April 6, 1830

Today’s guest post is by Bryan Westover. 

Traditionally, Church members have understood the organization of the Church to be a meeting of thirty to forty believers, assembled on April 6, 1830, at the Whitmer farm in Fayette.  However, after years of mulling over early church records and individual member accounts, I have come to know another story. It goes something like this:

It was late in the afternoon on a Tuesday.  A few friends gathered with the family of Joseph Sr. and Lucy Mack Smith. They had dammed the small stream behind the Smith log home, creating a pool of water deep enough to perform baptisms.  Martin Harris was eager to be baptized and went first; Joseph Smith Sr. followed. Oliver Cowdery performed the baptisms while Joseph Smith Jr. attended with his siblings and mother, along with a handful of neighbors.  

The scene of the baptisms moved the young prophet, who became visibly overcome with emotion.  Lucy remarked that Joseph wept aloud as he embraced his father, and Joseph Knight Sr. wrote, “…he was the most wrought upon that I ever saw any man. But his joy seemed to be full. I think he saw the great work he had begun and was desirous to carry it out.”1

That evening a small group met in the Smith home.  Six of the men present had been baptized by the restored priesthood authority, and would be confirmed as the first members of the restored Church of Christ. This was the founding of the first branch of the Church, in Manchester New York.  This humble beginning, of only six members, would become notable as the Church eventually spread across the globe. No minutes of that first meeting survive, but we can read personal instruction from the Lord to participants in Doctrine and Covenants 23.2  An account from Joseph Knight Sr. also provides some insight. He wrote:

“On the sixth day of April 1830 [Joseph] began the Church with six members . . . They all kneeled down and prayed and Joseph gave them instructions how to build up the Church and exhorted them to be faithful in all things for this is the work of God.”

Two or three days later, Joseph waded into the water to baptize his mother and neighbor Sarah Witt Rockwell, the first women to become members.  Church membership on that day numbered eight souls.

Shortly after that second day of baptisms, Joseph traveled to Fayette.  He was at the Whitmer home on April 10th recording the revelation known as the Articles and Covenants of the Church.3  The Fayette branch was organized on Sunday April 11th.  At this significant meeting, ten members were added to the rolls, including six of the Book of Mormon witnesses.  Oliver Cowdery gave the first public discourse, and the members rejoiced in the newly restored Church of Christ, which now consisted of two branches and eighteen members.4  Growth continued in the following weeks, and by the end of April, membership reached twenty-six, with the Smith and Whitmer families positioned prominently.

Around this time, according to David Whitmer, observers questioned the legality of the budding Church, saying it had not been properly organized.  Today it is clear that this criticism was unfounded — there were no laws in New York at that time regulating unincorporated religious societies5 — but in David Whitmer’s memory, this questioning resulted in efforts to more formally organize the Church.6  These efforts culminated in a meeting at the Whitmer home with an assemblage of more saints than had previously gathered together.  On June 9, thirty to forty believers formed the first conference of the church, with many traveling from surrounding areas for the occasion.  At this session, Church leaders and members ratified the Articles and Covenants, partook of the sacrament, confirmed new members, performed priesthood ordinations, issued priesthood licenses, and kept minutes of the business conducted.7  As time progressed, early members recalled this larger and arguably more substantial meeting as the organization of April 6, 1830, confusing the historical record.  

Palmyra/Manchester stream, “Crooked Brook,” site of the April 6, 1830 baptisms.

**EXTRACTED RECORDS:**
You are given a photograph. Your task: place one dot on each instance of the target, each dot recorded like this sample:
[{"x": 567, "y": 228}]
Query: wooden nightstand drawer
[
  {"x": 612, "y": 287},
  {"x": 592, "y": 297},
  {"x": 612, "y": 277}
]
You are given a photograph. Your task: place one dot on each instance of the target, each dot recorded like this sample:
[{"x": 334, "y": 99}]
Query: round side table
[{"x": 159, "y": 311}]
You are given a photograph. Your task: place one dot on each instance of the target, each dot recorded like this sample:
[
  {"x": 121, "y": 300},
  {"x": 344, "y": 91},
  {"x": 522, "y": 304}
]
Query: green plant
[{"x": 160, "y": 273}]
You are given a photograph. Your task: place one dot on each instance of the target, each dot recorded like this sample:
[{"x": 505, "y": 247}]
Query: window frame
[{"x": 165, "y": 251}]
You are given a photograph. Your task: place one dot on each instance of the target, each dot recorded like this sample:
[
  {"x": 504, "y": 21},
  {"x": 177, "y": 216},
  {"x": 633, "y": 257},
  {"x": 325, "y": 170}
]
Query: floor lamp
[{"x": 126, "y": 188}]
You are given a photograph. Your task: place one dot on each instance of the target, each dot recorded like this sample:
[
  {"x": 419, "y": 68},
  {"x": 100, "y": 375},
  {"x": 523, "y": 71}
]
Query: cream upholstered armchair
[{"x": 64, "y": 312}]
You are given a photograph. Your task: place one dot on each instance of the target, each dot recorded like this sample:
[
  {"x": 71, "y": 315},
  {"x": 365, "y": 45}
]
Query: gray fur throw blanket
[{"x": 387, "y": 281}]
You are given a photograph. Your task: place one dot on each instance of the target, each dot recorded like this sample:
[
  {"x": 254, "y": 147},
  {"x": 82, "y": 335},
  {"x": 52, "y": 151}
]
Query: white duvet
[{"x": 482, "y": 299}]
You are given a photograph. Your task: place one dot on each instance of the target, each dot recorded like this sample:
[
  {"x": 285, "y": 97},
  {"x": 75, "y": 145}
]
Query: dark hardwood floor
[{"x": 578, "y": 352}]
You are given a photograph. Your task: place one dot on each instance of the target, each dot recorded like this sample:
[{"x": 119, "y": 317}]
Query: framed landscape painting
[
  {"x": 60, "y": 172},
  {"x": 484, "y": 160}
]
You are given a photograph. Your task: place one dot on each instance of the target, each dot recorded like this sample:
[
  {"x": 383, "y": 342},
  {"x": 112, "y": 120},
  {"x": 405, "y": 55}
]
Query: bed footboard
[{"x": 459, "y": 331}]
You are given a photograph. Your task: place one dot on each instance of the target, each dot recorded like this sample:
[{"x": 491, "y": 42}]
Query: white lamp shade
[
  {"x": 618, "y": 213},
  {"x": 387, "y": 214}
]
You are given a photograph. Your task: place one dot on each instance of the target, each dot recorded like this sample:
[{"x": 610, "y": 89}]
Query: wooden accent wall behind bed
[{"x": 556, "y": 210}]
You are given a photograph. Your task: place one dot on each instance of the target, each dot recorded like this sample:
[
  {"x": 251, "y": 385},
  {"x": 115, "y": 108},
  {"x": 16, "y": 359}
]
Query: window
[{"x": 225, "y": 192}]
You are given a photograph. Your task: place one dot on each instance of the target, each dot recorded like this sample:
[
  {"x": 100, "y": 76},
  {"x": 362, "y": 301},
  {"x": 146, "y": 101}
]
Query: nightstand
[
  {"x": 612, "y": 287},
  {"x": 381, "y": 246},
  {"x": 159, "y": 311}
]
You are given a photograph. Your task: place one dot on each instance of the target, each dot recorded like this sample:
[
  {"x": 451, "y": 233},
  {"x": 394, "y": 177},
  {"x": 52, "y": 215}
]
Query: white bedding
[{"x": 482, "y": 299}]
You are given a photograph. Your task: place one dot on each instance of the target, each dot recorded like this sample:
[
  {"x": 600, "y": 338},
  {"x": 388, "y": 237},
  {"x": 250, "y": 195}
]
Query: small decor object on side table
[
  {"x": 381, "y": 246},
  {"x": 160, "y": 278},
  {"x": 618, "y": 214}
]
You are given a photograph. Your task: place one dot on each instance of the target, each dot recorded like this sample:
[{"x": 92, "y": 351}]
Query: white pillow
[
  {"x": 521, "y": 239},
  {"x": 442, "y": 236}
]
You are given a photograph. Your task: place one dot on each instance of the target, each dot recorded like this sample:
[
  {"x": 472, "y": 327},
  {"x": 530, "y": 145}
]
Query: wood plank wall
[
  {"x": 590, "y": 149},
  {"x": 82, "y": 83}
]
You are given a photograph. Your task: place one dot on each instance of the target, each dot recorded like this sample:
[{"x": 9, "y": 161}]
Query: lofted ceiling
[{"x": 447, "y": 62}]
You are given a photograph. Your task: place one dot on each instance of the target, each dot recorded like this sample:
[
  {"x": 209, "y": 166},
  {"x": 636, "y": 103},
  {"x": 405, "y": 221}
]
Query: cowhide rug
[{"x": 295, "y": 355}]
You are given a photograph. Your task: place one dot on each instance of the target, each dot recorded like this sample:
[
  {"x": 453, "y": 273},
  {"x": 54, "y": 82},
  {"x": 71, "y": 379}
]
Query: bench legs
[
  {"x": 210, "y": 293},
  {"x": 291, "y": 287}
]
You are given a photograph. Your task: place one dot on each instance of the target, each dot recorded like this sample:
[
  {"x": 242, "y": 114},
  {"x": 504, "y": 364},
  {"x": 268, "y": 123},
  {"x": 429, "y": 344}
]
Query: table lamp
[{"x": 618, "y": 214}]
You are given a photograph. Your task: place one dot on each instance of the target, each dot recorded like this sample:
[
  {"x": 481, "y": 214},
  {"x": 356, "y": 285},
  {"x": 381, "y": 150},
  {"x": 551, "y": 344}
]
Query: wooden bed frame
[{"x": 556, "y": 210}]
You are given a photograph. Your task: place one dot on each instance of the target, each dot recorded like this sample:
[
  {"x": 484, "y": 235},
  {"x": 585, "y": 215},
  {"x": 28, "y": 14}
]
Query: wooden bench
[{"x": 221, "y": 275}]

**TASK INSTRUCTIONS:**
Answer these from the guest post above:
(a) Who performed the baptisms in the pool behind the Smith log home?
(b) How many members did the Church have on the day Joseph baptized his mother and Sarah Witt Rockwell?
(c) On what date was the Fayette branch organized?

**EXERCISE RESPONSE:**
(a) Oliver Cowdery.
(b) Eight.
(c) Sunday, April 11th.